> [Given data]
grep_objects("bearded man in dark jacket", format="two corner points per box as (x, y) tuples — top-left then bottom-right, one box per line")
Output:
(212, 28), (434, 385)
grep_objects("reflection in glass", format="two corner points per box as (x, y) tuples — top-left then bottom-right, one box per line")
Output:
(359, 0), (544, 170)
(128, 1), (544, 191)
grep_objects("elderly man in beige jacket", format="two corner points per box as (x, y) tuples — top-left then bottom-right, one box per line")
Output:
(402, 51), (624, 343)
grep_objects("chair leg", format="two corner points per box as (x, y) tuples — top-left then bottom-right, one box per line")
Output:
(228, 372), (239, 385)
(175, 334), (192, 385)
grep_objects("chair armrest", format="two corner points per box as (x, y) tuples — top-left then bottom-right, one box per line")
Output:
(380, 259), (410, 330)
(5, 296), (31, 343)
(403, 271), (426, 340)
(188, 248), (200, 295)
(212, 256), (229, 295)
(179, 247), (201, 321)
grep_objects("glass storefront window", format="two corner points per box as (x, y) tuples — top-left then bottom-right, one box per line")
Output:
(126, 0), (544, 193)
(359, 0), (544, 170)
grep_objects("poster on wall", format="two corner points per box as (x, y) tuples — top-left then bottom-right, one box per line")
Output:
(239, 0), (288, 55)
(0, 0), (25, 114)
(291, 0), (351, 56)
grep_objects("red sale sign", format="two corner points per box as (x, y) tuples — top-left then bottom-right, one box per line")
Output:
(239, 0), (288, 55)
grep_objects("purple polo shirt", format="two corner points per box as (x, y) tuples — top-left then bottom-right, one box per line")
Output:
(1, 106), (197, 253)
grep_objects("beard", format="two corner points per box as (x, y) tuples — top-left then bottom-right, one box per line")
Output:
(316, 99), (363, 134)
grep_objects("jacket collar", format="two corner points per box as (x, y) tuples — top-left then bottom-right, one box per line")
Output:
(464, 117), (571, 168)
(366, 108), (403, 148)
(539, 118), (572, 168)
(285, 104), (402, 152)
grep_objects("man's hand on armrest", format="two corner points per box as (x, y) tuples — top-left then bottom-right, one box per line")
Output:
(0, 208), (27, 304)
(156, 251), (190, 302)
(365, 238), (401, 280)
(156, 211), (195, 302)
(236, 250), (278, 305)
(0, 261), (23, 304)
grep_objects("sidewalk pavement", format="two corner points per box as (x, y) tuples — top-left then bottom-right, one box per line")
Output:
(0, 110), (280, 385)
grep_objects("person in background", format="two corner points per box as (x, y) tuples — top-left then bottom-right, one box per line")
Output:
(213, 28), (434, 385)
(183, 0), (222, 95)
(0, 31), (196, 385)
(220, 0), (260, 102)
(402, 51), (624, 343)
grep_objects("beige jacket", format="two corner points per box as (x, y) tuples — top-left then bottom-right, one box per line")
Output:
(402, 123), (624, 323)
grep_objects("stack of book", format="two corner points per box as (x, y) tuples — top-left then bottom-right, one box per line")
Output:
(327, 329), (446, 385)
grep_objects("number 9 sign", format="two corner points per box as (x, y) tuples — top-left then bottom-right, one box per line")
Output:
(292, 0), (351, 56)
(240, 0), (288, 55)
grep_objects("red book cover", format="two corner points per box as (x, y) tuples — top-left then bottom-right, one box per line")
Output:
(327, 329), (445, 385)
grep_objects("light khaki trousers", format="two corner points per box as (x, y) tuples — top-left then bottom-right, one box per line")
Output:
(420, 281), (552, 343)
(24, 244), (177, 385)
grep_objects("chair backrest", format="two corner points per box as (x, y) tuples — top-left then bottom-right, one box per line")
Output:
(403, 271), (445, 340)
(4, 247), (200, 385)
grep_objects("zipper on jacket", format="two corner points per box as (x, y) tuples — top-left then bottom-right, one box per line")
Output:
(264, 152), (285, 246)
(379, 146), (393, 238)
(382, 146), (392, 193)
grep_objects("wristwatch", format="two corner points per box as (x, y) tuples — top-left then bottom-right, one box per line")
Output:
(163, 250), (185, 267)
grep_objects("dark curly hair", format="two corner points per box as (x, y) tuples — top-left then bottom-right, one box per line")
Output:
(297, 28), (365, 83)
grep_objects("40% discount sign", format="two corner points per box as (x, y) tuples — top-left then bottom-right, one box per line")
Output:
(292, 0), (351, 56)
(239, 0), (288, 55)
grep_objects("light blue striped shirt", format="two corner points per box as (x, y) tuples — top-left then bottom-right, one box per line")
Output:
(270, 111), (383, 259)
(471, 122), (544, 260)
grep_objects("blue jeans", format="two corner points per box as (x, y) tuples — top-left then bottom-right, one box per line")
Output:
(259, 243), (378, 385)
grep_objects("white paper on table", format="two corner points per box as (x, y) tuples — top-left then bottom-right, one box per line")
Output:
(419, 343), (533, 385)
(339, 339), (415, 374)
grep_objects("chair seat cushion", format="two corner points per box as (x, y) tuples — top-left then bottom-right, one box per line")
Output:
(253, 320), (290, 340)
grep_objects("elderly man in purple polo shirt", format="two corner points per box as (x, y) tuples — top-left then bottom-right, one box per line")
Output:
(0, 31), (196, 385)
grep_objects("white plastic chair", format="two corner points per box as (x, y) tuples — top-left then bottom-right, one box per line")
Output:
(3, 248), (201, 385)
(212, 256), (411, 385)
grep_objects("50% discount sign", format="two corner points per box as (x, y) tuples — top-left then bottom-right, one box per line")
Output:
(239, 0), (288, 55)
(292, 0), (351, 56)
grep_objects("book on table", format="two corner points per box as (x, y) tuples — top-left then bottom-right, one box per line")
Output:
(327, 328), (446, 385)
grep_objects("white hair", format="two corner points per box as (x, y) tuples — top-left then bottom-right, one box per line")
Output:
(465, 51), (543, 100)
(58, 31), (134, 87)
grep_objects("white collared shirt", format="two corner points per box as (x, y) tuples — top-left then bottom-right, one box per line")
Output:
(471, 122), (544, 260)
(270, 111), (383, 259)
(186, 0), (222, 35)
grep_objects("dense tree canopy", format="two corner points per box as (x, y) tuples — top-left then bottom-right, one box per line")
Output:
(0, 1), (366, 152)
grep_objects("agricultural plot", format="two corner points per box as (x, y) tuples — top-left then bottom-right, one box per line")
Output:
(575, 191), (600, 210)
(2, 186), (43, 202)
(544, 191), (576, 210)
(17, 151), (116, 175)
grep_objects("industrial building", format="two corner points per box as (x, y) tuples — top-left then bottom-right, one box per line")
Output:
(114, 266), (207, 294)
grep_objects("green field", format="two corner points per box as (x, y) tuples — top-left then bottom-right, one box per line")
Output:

> [Problem details]
Nothing in the records above may be left out when you repeat them exactly.

> [Task result]
grep_objects("bearded man in dark jacket", format="two corner points per box as (x, y) tuples — top-left then bottom-right, one box per line")
Output:
(212, 28), (434, 385)
grep_objects("reflection in glass", format="two corner points per box as (x, y) tuples — top-left then bottom-right, one box per line")
Output:
(359, 0), (544, 170)
(128, 1), (544, 191)
grep_objects("elderly man in beige jacket", format="two corner points per box as (x, y) tuples — top-left then bottom-right, one box per line")
Output:
(402, 51), (624, 343)
grep_objects("chair leg", format="two corner points per box as (x, y) tuples — top-left then bottom-right, one box per line")
Output:
(228, 372), (239, 385)
(175, 334), (192, 385)
grep_objects("chair armrest", format="two corner points per box as (x, y) tuples — top-left then bottom-right, one box per line")
Output:
(380, 259), (410, 330)
(5, 296), (31, 343)
(403, 271), (426, 340)
(188, 248), (200, 295)
(212, 256), (229, 295)
(179, 247), (201, 321)
grep_objects("glass storefront window", format="two corner points per box as (x, y) tuples — top-left then bottom-right, one box per line")
Output:
(126, 0), (544, 193)
(359, 0), (544, 170)
grep_objects("poster on wall", format="two corner points per box as (x, y) tuples — top-left then bottom-right, one box per line")
Output:
(239, 0), (288, 55)
(0, 0), (25, 114)
(291, 0), (351, 56)
grep_objects("red sale sign", format="two corner points per box as (x, y) tuples — top-left then bottom-right, one box per line")
Output:
(239, 0), (288, 55)
grep_objects("purple polo shirt", format="two corner points per box as (x, y) tuples — top-left then bottom-right, one box per line")
Output:
(1, 106), (197, 253)
grep_objects("beard", format="two corner points per box as (x, y) tuples — top-left then bottom-right, one box per line")
Output:
(316, 99), (363, 134)
grep_objects("jacket collar", format="two corner points per box as (x, y) tuples — top-left then bottom-right, one box per line")
Output:
(464, 117), (571, 168)
(366, 108), (403, 148)
(539, 118), (572, 168)
(285, 104), (402, 152)
grep_objects("man's hand on armrest", format="two corner points per box as (x, y) tuples — top-left then bottom-right, one box per line")
Output:
(0, 208), (27, 304)
(156, 251), (190, 302)
(365, 238), (401, 280)
(156, 211), (195, 302)
(236, 250), (278, 305)
(0, 261), (23, 304)
grep_objects("sidewalk pavement", format="two corner points per box as (x, y) tuples — top-left then bottom-right, one box per line")
Output:
(0, 110), (280, 385)
grep_objects("person in background", format="two corner points per box as (x, y) tuples — top-left then bottom-right, one box per line")
Output:
(213, 28), (434, 385)
(183, 0), (222, 95)
(0, 31), (196, 385)
(220, 0), (260, 102)
(402, 51), (624, 343)
grep_objects("beige jacket", format="two corner points per box as (x, y) tuples — top-left then bottom-right, one box per line")
Output:
(402, 123), (624, 323)
grep_objects("stack of book", format="two corner points per box as (x, y) tuples — top-left then bottom-right, one box per line")
Output:
(327, 329), (446, 385)
grep_objects("number 9 sign", format="two corner points per box as (x, y) tuples — top-left then bottom-right, one box per line")
Output:
(292, 0), (351, 56)
(240, 0), (288, 55)
grep_objects("red book cover", format="two corner points per box as (x, y) tuples — top-left then bottom-right, one box per line")
Output:
(327, 329), (445, 385)
grep_objects("light khaki trousers", format="two corner points per box as (x, y) tuples — top-left then bottom-right, one box per line")
Output:
(420, 281), (552, 343)
(24, 244), (177, 385)
grep_objects("chair backrest", format="two corner points per box as (x, y) tuples — top-left then bottom-right, one box per line")
Output:
(403, 271), (445, 340)
(4, 247), (200, 385)
grep_objects("zipper on jacket", format="two corner points per box as (x, y) tuples — top-left then bottom-right, one box per line")
Output:
(264, 152), (285, 246)
(379, 146), (393, 238)
(382, 146), (392, 193)
grep_objects("wristwatch", format="two corner points per box as (x, y) tuples — top-left then bottom-right, one box per line")
Output:
(163, 250), (185, 267)
grep_objects("dark curly hair", format="two corner points per box as (x, y) tuples — top-left then bottom-right, one box per line")
Output:
(297, 28), (365, 83)
grep_objects("40% discount sign", format="two corner points per box as (x, y) tuples — top-left then bottom-right, one box per line")
Output:
(292, 0), (351, 56)
(239, 0), (288, 55)
grep_objects("light blue striped shirt", format="two corner points per box as (x, y) tuples — top-left then bottom-right, one box per line")
Output:
(270, 111), (383, 259)
(471, 122), (544, 260)
grep_objects("blue jeans", format="two corner points per box as (x, y) tuples — top-left then bottom-right, one box per line")
Output:
(259, 243), (378, 385)
grep_objects("white paper on table", format="two corner points per box as (x, y) tuples — top-left then bottom-right, one box per line")
Output:
(419, 343), (533, 385)
(339, 339), (415, 374)
grep_objects("chair seat cushion", format="two corner points per box as (x, y) tuples — top-left then bottom-right, one box per line")
Output:
(253, 320), (290, 340)
grep_objects("elderly man in purple polo shirt", format="two corner points per box as (x, y) tuples — top-left then bottom-right, one box per line")
Output:
(0, 31), (196, 385)
grep_objects("white plastic chair", format="two corner points per box as (x, y) tuples — top-left then bottom-right, one box per line")
Output:
(3, 248), (201, 385)
(212, 256), (411, 385)
grep_objects("50% discount sign", format="two corner points per box as (x, y) tuples — top-left then bottom-right, one box per line")
Output:
(239, 0), (288, 55)
(292, 0), (351, 56)
grep_objects("book on table", format="two corner points per box as (x, y) tuples — top-left then bottom-right, one box per line")
Output:
(327, 328), (446, 385)
grep_objects("white hair", format="two corner points per box as (x, y) tuples — top-left then bottom-right, one box per line")
Output:
(465, 51), (543, 100)
(58, 31), (134, 87)
grep_objects("white collared shirt", format="two corner points per box as (x, y) tuples — top-left then bottom-right, one box per line")
Output:
(471, 122), (544, 260)
(270, 111), (383, 259)
(186, 0), (222, 35)
grep_objects("dense tree canopy", format="two corner points per box as (x, y) tuples — top-left then bottom-right, one box per line")
Output:
(0, 1), (366, 152)
grep_objects("agricultural plot", format="two corner points per box as (x, y) tuples — top-left then bottom-right, one box per line")
Output:
(575, 191), (600, 210)
(2, 186), (43, 202)
(544, 191), (576, 210)
(17, 151), (116, 175)
grep_objects("industrial building", format="two corner points per box as (x, y) tuples — top-left then bottom-right, one box per line")
Output:
(114, 266), (207, 294)
grep_objects("green field", format="two corner points per box as (x, y) tuples — top-left then bottom-right, one box per line")
Output:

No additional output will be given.